§ **Exercise brief**
Rewrite the lines below, replacing every "instance" with "occurrence" and changing nothing else, and omit the pictures from your answer.

>>>

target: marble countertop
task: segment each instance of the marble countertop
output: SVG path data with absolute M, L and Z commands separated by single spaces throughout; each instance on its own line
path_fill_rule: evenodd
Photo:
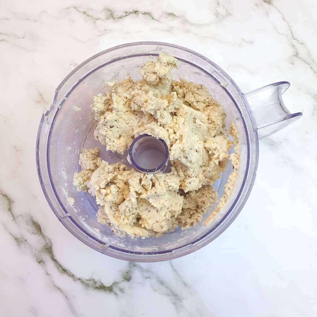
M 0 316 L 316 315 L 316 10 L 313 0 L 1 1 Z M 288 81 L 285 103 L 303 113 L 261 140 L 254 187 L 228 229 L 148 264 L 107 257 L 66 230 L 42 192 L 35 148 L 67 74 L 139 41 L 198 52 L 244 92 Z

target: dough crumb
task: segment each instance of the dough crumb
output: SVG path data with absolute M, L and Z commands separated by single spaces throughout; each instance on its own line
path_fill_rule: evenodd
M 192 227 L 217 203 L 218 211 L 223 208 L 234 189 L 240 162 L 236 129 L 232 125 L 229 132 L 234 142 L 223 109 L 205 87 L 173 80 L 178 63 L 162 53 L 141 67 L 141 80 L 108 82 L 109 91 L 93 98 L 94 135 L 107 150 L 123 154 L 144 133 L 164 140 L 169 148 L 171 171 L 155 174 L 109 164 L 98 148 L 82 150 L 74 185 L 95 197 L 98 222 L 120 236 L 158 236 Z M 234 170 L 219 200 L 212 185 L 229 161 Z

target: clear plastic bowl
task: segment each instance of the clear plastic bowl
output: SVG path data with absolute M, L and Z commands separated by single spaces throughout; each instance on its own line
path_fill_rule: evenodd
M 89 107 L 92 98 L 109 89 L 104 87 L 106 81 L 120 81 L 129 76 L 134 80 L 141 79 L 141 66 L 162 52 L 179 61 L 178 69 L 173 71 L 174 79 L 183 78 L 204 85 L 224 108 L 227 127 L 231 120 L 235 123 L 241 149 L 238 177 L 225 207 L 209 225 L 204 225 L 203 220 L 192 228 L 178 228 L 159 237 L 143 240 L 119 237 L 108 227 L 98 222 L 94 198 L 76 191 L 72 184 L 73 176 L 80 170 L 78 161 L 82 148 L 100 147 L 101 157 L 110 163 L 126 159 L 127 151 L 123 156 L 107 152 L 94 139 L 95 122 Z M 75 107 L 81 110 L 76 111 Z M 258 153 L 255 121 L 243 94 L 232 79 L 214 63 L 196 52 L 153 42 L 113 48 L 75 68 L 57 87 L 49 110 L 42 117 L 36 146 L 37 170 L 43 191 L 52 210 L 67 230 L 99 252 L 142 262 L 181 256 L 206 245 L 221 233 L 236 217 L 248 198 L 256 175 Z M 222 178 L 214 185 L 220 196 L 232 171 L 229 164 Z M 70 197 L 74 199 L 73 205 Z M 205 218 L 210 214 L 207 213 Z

<<<

§ **Solution to this exercise**
target: marble countertop
task: segment each occurrence of the marble countertop
output: SVG path data with absolute M, L and Z commands separated by single spaces throughout; each occurrence on its own line
path_fill_rule: evenodd
Photo:
M 0 316 L 316 315 L 316 10 L 313 0 L 1 1 Z M 288 81 L 285 103 L 303 113 L 261 140 L 254 187 L 228 229 L 148 264 L 107 257 L 66 230 L 42 192 L 35 148 L 67 74 L 139 41 L 198 52 L 244 92 Z

target: dough crumb
task: segment each occurrence of the dough crumb
output: SVG path data with absolute M, L and Z commands separated by single spaces throughout; each occurrence on its own line
path_fill_rule: evenodd
M 192 227 L 217 203 L 218 211 L 223 208 L 234 189 L 240 162 L 236 129 L 232 125 L 229 132 L 234 142 L 223 109 L 205 87 L 173 80 L 178 63 L 162 53 L 141 67 L 141 80 L 108 82 L 109 91 L 93 98 L 94 135 L 107 150 L 123 154 L 144 133 L 164 140 L 169 148 L 171 171 L 155 174 L 109 164 L 98 148 L 82 150 L 74 185 L 95 197 L 98 222 L 120 236 L 158 236 Z M 234 170 L 219 200 L 212 185 L 229 161 Z

target: clear plastic bowl
task: segment each occurrence of the clear plastic bowl
output: SVG path data with absolute M, L and Z commands separated by single spaces throughout; each occurrence on its own line
path_fill_rule: evenodd
M 89 107 L 92 98 L 109 89 L 104 87 L 106 81 L 120 81 L 129 76 L 134 80 L 141 79 L 141 66 L 162 52 L 179 61 L 178 69 L 173 71 L 174 79 L 183 78 L 204 85 L 224 108 L 227 127 L 231 120 L 235 123 L 241 149 L 238 177 L 225 207 L 209 225 L 204 225 L 203 220 L 192 228 L 178 228 L 159 237 L 143 240 L 119 237 L 108 227 L 98 222 L 94 198 L 76 191 L 72 184 L 73 176 L 80 170 L 78 161 L 82 148 L 100 147 L 101 157 L 110 163 L 126 159 L 127 151 L 123 156 L 107 152 L 94 139 L 95 122 Z M 75 107 L 81 110 L 76 111 Z M 258 153 L 255 121 L 243 94 L 232 79 L 214 63 L 196 52 L 153 42 L 113 48 L 75 68 L 57 87 L 49 110 L 42 117 L 36 146 L 37 170 L 43 191 L 52 210 L 67 230 L 99 252 L 142 262 L 181 256 L 206 245 L 221 233 L 236 217 L 248 198 L 256 175 Z M 222 178 L 214 185 L 220 196 L 232 171 L 229 164 Z M 70 197 L 74 199 L 73 205 Z M 205 218 L 210 214 L 207 213 Z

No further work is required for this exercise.